◆ What this task involves: Return every line of the items below that contains the word "yellow". Case counts.

◆ Dataset entries:
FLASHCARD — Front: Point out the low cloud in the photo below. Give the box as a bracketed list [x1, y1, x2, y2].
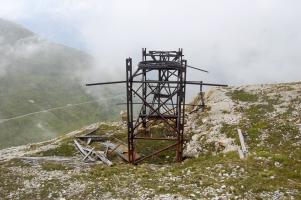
[1, 0, 301, 88]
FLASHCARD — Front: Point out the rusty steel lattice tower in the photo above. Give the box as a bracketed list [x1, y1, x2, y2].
[87, 49, 226, 164]
[126, 49, 187, 163]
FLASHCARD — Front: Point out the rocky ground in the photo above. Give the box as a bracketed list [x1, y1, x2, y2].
[0, 83, 301, 199]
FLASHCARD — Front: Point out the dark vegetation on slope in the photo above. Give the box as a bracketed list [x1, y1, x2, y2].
[0, 19, 123, 149]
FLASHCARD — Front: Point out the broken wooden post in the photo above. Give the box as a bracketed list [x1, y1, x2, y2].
[237, 129, 248, 159]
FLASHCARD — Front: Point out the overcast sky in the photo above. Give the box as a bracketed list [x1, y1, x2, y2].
[0, 0, 301, 88]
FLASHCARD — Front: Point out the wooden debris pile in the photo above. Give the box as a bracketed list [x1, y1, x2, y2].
[74, 127, 140, 166]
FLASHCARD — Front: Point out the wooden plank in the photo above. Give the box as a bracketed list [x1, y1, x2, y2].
[237, 129, 248, 153]
[102, 141, 141, 162]
[73, 140, 95, 161]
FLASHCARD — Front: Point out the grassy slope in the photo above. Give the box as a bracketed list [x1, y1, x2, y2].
[0, 20, 121, 149]
[0, 81, 301, 199]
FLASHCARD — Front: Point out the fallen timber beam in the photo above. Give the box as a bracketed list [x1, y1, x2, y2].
[74, 140, 113, 166]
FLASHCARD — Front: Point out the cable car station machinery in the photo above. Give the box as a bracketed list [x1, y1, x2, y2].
[87, 48, 226, 164]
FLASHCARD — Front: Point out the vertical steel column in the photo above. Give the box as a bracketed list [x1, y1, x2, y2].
[142, 48, 147, 129]
[126, 58, 135, 164]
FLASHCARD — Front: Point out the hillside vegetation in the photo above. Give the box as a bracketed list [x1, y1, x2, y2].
[0, 83, 301, 199]
[0, 19, 123, 149]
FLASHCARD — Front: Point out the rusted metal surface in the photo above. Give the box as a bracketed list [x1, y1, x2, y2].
[87, 49, 226, 164]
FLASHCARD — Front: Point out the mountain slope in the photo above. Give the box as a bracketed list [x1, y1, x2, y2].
[0, 19, 120, 149]
[0, 83, 301, 199]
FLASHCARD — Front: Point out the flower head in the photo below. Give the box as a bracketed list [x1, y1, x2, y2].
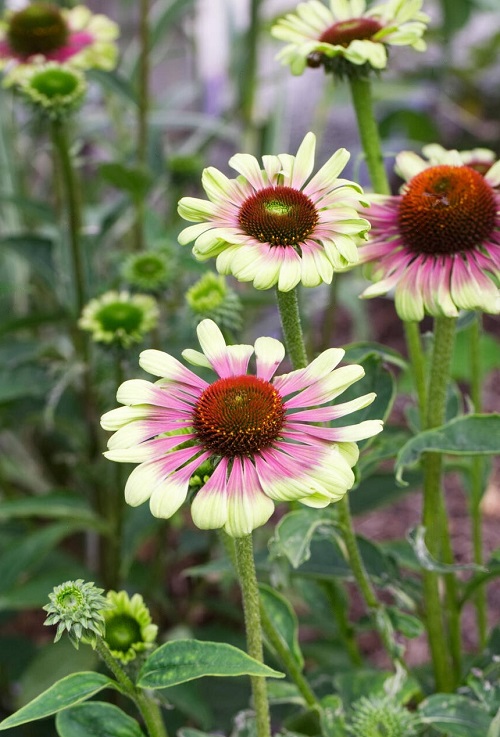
[179, 133, 369, 292]
[360, 151, 500, 320]
[348, 696, 419, 737]
[186, 271, 243, 330]
[18, 62, 87, 119]
[0, 2, 118, 84]
[271, 0, 429, 77]
[103, 591, 158, 663]
[43, 578, 109, 649]
[101, 320, 381, 537]
[78, 292, 159, 348]
[121, 249, 173, 292]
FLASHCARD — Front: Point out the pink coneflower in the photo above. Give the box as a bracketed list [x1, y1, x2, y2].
[271, 0, 429, 77]
[360, 151, 500, 320]
[102, 320, 382, 537]
[179, 133, 369, 292]
[0, 2, 118, 84]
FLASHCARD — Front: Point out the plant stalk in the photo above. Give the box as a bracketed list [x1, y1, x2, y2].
[349, 77, 391, 194]
[423, 317, 461, 691]
[234, 535, 271, 737]
[470, 313, 488, 650]
[96, 637, 168, 737]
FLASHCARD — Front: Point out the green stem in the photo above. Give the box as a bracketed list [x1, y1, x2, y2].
[276, 288, 308, 369]
[403, 320, 427, 430]
[239, 0, 262, 151]
[470, 314, 488, 649]
[96, 637, 168, 737]
[349, 77, 390, 194]
[337, 494, 407, 670]
[234, 535, 271, 737]
[52, 120, 86, 315]
[423, 317, 461, 691]
[134, 0, 150, 251]
[260, 607, 319, 706]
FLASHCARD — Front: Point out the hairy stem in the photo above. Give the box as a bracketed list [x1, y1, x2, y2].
[234, 535, 271, 737]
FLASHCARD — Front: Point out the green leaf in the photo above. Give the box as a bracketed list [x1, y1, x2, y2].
[56, 701, 144, 737]
[396, 414, 500, 484]
[406, 525, 486, 573]
[0, 233, 54, 284]
[137, 640, 284, 688]
[0, 672, 116, 730]
[418, 694, 491, 737]
[259, 584, 304, 668]
[0, 492, 107, 530]
[271, 509, 335, 568]
[99, 162, 152, 202]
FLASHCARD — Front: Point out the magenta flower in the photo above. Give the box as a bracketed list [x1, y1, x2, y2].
[178, 133, 369, 292]
[0, 2, 118, 84]
[360, 149, 500, 320]
[101, 320, 382, 537]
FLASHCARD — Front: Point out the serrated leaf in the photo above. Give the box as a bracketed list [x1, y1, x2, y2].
[137, 640, 284, 688]
[271, 509, 335, 568]
[418, 694, 491, 737]
[56, 701, 144, 737]
[395, 414, 500, 484]
[259, 584, 304, 668]
[0, 672, 116, 730]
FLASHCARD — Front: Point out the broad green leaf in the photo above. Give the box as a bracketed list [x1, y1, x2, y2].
[99, 162, 152, 202]
[406, 525, 486, 573]
[56, 701, 144, 737]
[259, 584, 304, 668]
[396, 414, 500, 484]
[137, 640, 284, 688]
[486, 709, 500, 737]
[0, 492, 106, 530]
[0, 233, 54, 284]
[271, 509, 335, 568]
[418, 694, 491, 737]
[0, 673, 116, 730]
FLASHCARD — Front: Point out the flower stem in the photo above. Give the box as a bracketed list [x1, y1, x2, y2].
[52, 120, 86, 315]
[469, 314, 487, 649]
[403, 320, 427, 430]
[96, 637, 168, 737]
[235, 535, 271, 737]
[260, 607, 319, 707]
[423, 317, 461, 691]
[276, 288, 308, 369]
[134, 0, 150, 251]
[349, 77, 390, 194]
[337, 494, 407, 670]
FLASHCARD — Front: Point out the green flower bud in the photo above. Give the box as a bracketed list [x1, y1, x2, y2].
[43, 578, 109, 650]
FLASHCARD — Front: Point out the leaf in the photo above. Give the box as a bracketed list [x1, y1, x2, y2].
[406, 525, 486, 573]
[0, 233, 54, 285]
[137, 640, 284, 688]
[99, 162, 152, 202]
[418, 694, 491, 737]
[0, 672, 116, 730]
[56, 701, 144, 737]
[0, 492, 106, 530]
[395, 414, 500, 484]
[259, 584, 304, 668]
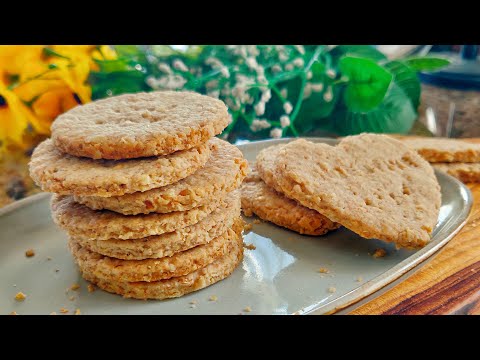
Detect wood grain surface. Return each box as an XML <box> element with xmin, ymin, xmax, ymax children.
<box><xmin>351</xmin><ymin>138</ymin><xmax>480</xmax><ymax>315</ymax></box>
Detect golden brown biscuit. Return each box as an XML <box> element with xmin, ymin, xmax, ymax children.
<box><xmin>402</xmin><ymin>137</ymin><xmax>480</xmax><ymax>163</ymax></box>
<box><xmin>69</xmin><ymin>222</ymin><xmax>241</xmax><ymax>282</ymax></box>
<box><xmin>240</xmin><ymin>169</ymin><xmax>340</xmax><ymax>235</ymax></box>
<box><xmin>432</xmin><ymin>163</ymin><xmax>480</xmax><ymax>183</ymax></box>
<box><xmin>275</xmin><ymin>134</ymin><xmax>441</xmax><ymax>248</ymax></box>
<box><xmin>29</xmin><ymin>139</ymin><xmax>210</xmax><ymax>196</ymax></box>
<box><xmin>82</xmin><ymin>236</ymin><xmax>243</xmax><ymax>300</ymax></box>
<box><xmin>51</xmin><ymin>194</ymin><xmax>227</xmax><ymax>240</ymax></box>
<box><xmin>52</xmin><ymin>91</ymin><xmax>229</xmax><ymax>160</ymax></box>
<box><xmin>75</xmin><ymin>138</ymin><xmax>248</xmax><ymax>215</ymax></box>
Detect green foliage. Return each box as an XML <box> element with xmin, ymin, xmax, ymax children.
<box><xmin>89</xmin><ymin>45</ymin><xmax>448</xmax><ymax>141</ymax></box>
<box><xmin>404</xmin><ymin>57</ymin><xmax>450</xmax><ymax>71</ymax></box>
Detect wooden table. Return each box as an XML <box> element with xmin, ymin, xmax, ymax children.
<box><xmin>351</xmin><ymin>139</ymin><xmax>480</xmax><ymax>315</ymax></box>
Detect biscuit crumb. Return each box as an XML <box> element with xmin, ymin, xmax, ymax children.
<box><xmin>25</xmin><ymin>249</ymin><xmax>35</xmax><ymax>257</ymax></box>
<box><xmin>15</xmin><ymin>291</ymin><xmax>27</xmax><ymax>301</ymax></box>
<box><xmin>243</xmin><ymin>224</ymin><xmax>253</xmax><ymax>231</ymax></box>
<box><xmin>70</xmin><ymin>284</ymin><xmax>80</xmax><ymax>291</ymax></box>
<box><xmin>372</xmin><ymin>248</ymin><xmax>387</xmax><ymax>258</ymax></box>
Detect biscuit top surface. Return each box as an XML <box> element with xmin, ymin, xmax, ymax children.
<box><xmin>51</xmin><ymin>91</ymin><xmax>229</xmax><ymax>159</ymax></box>
<box><xmin>276</xmin><ymin>134</ymin><xmax>441</xmax><ymax>248</ymax></box>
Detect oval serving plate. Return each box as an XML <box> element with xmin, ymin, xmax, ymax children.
<box><xmin>0</xmin><ymin>138</ymin><xmax>472</xmax><ymax>314</ymax></box>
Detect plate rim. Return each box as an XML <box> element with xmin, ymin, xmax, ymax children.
<box><xmin>237</xmin><ymin>137</ymin><xmax>473</xmax><ymax>315</ymax></box>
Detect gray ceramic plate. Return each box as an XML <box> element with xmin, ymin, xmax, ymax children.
<box><xmin>0</xmin><ymin>139</ymin><xmax>472</xmax><ymax>314</ymax></box>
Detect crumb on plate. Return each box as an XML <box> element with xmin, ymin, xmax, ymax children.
<box><xmin>372</xmin><ymin>248</ymin><xmax>387</xmax><ymax>258</ymax></box>
<box><xmin>243</xmin><ymin>224</ymin><xmax>253</xmax><ymax>231</ymax></box>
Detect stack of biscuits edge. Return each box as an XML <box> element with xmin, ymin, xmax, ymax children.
<box><xmin>241</xmin><ymin>134</ymin><xmax>441</xmax><ymax>249</ymax></box>
<box><xmin>402</xmin><ymin>137</ymin><xmax>480</xmax><ymax>183</ymax></box>
<box><xmin>29</xmin><ymin>91</ymin><xmax>248</xmax><ymax>299</ymax></box>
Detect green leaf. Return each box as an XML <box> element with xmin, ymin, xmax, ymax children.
<box><xmin>384</xmin><ymin>60</ymin><xmax>421</xmax><ymax>109</ymax></box>
<box><xmin>339</xmin><ymin>56</ymin><xmax>393</xmax><ymax>111</ymax></box>
<box><xmin>329</xmin><ymin>45</ymin><xmax>387</xmax><ymax>67</ymax></box>
<box><xmin>329</xmin><ymin>84</ymin><xmax>417</xmax><ymax>135</ymax></box>
<box><xmin>403</xmin><ymin>57</ymin><xmax>450</xmax><ymax>71</ymax></box>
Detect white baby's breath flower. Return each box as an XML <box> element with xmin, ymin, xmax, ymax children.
<box><xmin>283</xmin><ymin>101</ymin><xmax>293</xmax><ymax>114</ymax></box>
<box><xmin>270</xmin><ymin>128</ymin><xmax>282</xmax><ymax>139</ymax></box>
<box><xmin>260</xmin><ymin>89</ymin><xmax>272</xmax><ymax>103</ymax></box>
<box><xmin>293</xmin><ymin>58</ymin><xmax>305</xmax><ymax>68</ymax></box>
<box><xmin>278</xmin><ymin>51</ymin><xmax>288</xmax><ymax>62</ymax></box>
<box><xmin>157</xmin><ymin>63</ymin><xmax>172</xmax><ymax>74</ymax></box>
<box><xmin>280</xmin><ymin>115</ymin><xmax>290</xmax><ymax>128</ymax></box>
<box><xmin>323</xmin><ymin>86</ymin><xmax>333</xmax><ymax>102</ymax></box>
<box><xmin>173</xmin><ymin>59</ymin><xmax>188</xmax><ymax>72</ymax></box>
<box><xmin>254</xmin><ymin>101</ymin><xmax>265</xmax><ymax>116</ymax></box>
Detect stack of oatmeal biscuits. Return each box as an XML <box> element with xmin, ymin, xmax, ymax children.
<box><xmin>30</xmin><ymin>91</ymin><xmax>248</xmax><ymax>299</ymax></box>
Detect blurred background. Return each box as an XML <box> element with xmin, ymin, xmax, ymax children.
<box><xmin>0</xmin><ymin>45</ymin><xmax>480</xmax><ymax>206</ymax></box>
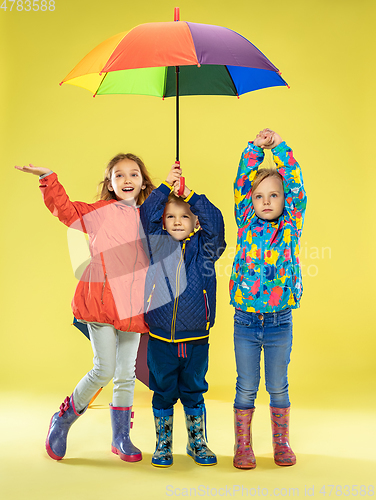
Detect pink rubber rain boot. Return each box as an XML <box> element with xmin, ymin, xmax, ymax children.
<box><xmin>233</xmin><ymin>408</ymin><xmax>256</xmax><ymax>469</ymax></box>
<box><xmin>270</xmin><ymin>407</ymin><xmax>296</xmax><ymax>466</ymax></box>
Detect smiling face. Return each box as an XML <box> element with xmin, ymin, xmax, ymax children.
<box><xmin>108</xmin><ymin>158</ymin><xmax>146</xmax><ymax>205</ymax></box>
<box><xmin>164</xmin><ymin>201</ymin><xmax>199</xmax><ymax>241</ymax></box>
<box><xmin>252</xmin><ymin>176</ymin><xmax>285</xmax><ymax>220</ymax></box>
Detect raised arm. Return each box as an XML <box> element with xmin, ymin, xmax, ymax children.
<box><xmin>234</xmin><ymin>129</ymin><xmax>273</xmax><ymax>228</ymax></box>
<box><xmin>15</xmin><ymin>164</ymin><xmax>108</xmax><ymax>232</ymax></box>
<box><xmin>272</xmin><ymin>141</ymin><xmax>307</xmax><ymax>232</ymax></box>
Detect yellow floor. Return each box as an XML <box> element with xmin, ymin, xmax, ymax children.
<box><xmin>0</xmin><ymin>389</ymin><xmax>376</xmax><ymax>500</ymax></box>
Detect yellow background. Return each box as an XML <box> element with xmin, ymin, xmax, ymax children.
<box><xmin>0</xmin><ymin>0</ymin><xmax>376</xmax><ymax>498</ymax></box>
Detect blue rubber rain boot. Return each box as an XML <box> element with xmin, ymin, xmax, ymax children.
<box><xmin>184</xmin><ymin>405</ymin><xmax>217</xmax><ymax>465</ymax></box>
<box><xmin>110</xmin><ymin>404</ymin><xmax>142</xmax><ymax>462</ymax></box>
<box><xmin>151</xmin><ymin>408</ymin><xmax>174</xmax><ymax>467</ymax></box>
<box><xmin>46</xmin><ymin>394</ymin><xmax>87</xmax><ymax>460</ymax></box>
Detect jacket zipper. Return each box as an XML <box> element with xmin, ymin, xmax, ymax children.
<box><xmin>203</xmin><ymin>290</ymin><xmax>210</xmax><ymax>330</ymax></box>
<box><xmin>145</xmin><ymin>283</ymin><xmax>155</xmax><ymax>314</ymax></box>
<box><xmin>260</xmin><ymin>228</ymin><xmax>266</xmax><ymax>300</ymax></box>
<box><xmin>126</xmin><ymin>208</ymin><xmax>140</xmax><ymax>332</ymax></box>
<box><xmin>171</xmin><ymin>241</ymin><xmax>185</xmax><ymax>342</ymax></box>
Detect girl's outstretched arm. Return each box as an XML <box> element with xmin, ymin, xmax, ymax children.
<box><xmin>15</xmin><ymin>163</ymin><xmax>108</xmax><ymax>232</ymax></box>
<box><xmin>272</xmin><ymin>141</ymin><xmax>307</xmax><ymax>232</ymax></box>
<box><xmin>14</xmin><ymin>163</ymin><xmax>52</xmax><ymax>176</ymax></box>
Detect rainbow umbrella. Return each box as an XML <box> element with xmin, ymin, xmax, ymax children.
<box><xmin>60</xmin><ymin>8</ymin><xmax>287</xmax><ymax>160</ymax></box>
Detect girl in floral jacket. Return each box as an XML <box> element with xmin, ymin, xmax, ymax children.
<box><xmin>230</xmin><ymin>129</ymin><xmax>306</xmax><ymax>469</ymax></box>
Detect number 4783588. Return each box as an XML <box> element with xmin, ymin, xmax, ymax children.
<box><xmin>0</xmin><ymin>0</ymin><xmax>55</xmax><ymax>12</ymax></box>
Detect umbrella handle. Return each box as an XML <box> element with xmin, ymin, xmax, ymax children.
<box><xmin>175</xmin><ymin>160</ymin><xmax>185</xmax><ymax>196</ymax></box>
<box><xmin>178</xmin><ymin>177</ymin><xmax>185</xmax><ymax>196</ymax></box>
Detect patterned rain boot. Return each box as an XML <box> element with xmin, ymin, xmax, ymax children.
<box><xmin>233</xmin><ymin>408</ymin><xmax>256</xmax><ymax>469</ymax></box>
<box><xmin>110</xmin><ymin>404</ymin><xmax>142</xmax><ymax>462</ymax></box>
<box><xmin>270</xmin><ymin>407</ymin><xmax>296</xmax><ymax>465</ymax></box>
<box><xmin>184</xmin><ymin>405</ymin><xmax>217</xmax><ymax>465</ymax></box>
<box><xmin>151</xmin><ymin>408</ymin><xmax>174</xmax><ymax>467</ymax></box>
<box><xmin>46</xmin><ymin>394</ymin><xmax>87</xmax><ymax>460</ymax></box>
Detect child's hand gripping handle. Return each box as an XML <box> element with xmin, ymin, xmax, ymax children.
<box><xmin>175</xmin><ymin>160</ymin><xmax>185</xmax><ymax>196</ymax></box>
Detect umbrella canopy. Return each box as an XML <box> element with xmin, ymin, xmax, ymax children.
<box><xmin>61</xmin><ymin>21</ymin><xmax>287</xmax><ymax>98</ymax></box>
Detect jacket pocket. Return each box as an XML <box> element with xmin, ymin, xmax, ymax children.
<box><xmin>101</xmin><ymin>273</ymin><xmax>107</xmax><ymax>304</ymax></box>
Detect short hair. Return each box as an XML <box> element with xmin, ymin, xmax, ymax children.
<box><xmin>252</xmin><ymin>168</ymin><xmax>283</xmax><ymax>193</ymax></box>
<box><xmin>98</xmin><ymin>153</ymin><xmax>155</xmax><ymax>205</ymax></box>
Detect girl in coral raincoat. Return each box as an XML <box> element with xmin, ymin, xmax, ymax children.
<box><xmin>16</xmin><ymin>154</ymin><xmax>154</xmax><ymax>461</ymax></box>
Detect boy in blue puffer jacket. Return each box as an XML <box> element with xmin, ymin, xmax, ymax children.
<box><xmin>140</xmin><ymin>164</ymin><xmax>226</xmax><ymax>467</ymax></box>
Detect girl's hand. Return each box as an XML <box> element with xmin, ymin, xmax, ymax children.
<box><xmin>253</xmin><ymin>128</ymin><xmax>282</xmax><ymax>149</ymax></box>
<box><xmin>166</xmin><ymin>163</ymin><xmax>182</xmax><ymax>186</ymax></box>
<box><xmin>14</xmin><ymin>163</ymin><xmax>52</xmax><ymax>175</ymax></box>
<box><xmin>174</xmin><ymin>180</ymin><xmax>191</xmax><ymax>198</ymax></box>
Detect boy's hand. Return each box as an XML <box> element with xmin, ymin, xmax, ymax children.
<box><xmin>166</xmin><ymin>163</ymin><xmax>182</xmax><ymax>186</ymax></box>
<box><xmin>253</xmin><ymin>128</ymin><xmax>282</xmax><ymax>149</ymax></box>
<box><xmin>174</xmin><ymin>180</ymin><xmax>191</xmax><ymax>198</ymax></box>
<box><xmin>14</xmin><ymin>163</ymin><xmax>52</xmax><ymax>175</ymax></box>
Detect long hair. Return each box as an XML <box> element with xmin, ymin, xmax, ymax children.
<box><xmin>98</xmin><ymin>153</ymin><xmax>155</xmax><ymax>205</ymax></box>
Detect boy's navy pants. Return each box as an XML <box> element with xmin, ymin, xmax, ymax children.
<box><xmin>148</xmin><ymin>336</ymin><xmax>209</xmax><ymax>410</ymax></box>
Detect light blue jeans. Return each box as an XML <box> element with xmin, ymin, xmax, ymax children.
<box><xmin>73</xmin><ymin>323</ymin><xmax>140</xmax><ymax>411</ymax></box>
<box><xmin>234</xmin><ymin>309</ymin><xmax>292</xmax><ymax>410</ymax></box>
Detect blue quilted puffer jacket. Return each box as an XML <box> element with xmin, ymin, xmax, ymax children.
<box><xmin>140</xmin><ymin>183</ymin><xmax>226</xmax><ymax>342</ymax></box>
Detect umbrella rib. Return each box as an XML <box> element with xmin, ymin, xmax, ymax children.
<box><xmin>225</xmin><ymin>65</ymin><xmax>239</xmax><ymax>99</ymax></box>
<box><xmin>93</xmin><ymin>72</ymin><xmax>108</xmax><ymax>97</ymax></box>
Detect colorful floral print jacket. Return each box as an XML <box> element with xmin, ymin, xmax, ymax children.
<box><xmin>230</xmin><ymin>142</ymin><xmax>307</xmax><ymax>313</ymax></box>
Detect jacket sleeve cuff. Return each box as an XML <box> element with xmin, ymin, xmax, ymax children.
<box><xmin>39</xmin><ymin>170</ymin><xmax>55</xmax><ymax>179</ymax></box>
<box><xmin>184</xmin><ymin>191</ymin><xmax>200</xmax><ymax>206</ymax></box>
<box><xmin>248</xmin><ymin>141</ymin><xmax>264</xmax><ymax>155</ymax></box>
<box><xmin>272</xmin><ymin>141</ymin><xmax>290</xmax><ymax>155</ymax></box>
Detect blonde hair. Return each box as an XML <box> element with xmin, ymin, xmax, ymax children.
<box><xmin>98</xmin><ymin>153</ymin><xmax>155</xmax><ymax>205</ymax></box>
<box><xmin>252</xmin><ymin>168</ymin><xmax>283</xmax><ymax>192</ymax></box>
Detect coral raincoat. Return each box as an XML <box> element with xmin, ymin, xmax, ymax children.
<box><xmin>230</xmin><ymin>142</ymin><xmax>307</xmax><ymax>312</ymax></box>
<box><xmin>39</xmin><ymin>173</ymin><xmax>149</xmax><ymax>333</ymax></box>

◆ Correct answer:
Detect yellow floor. Return each box as an XML <box> element with xmin, ymin, xmax, ymax children.
Detect yellow background. Return each box as an XML <box> element with xmin, ymin, xmax, ymax children.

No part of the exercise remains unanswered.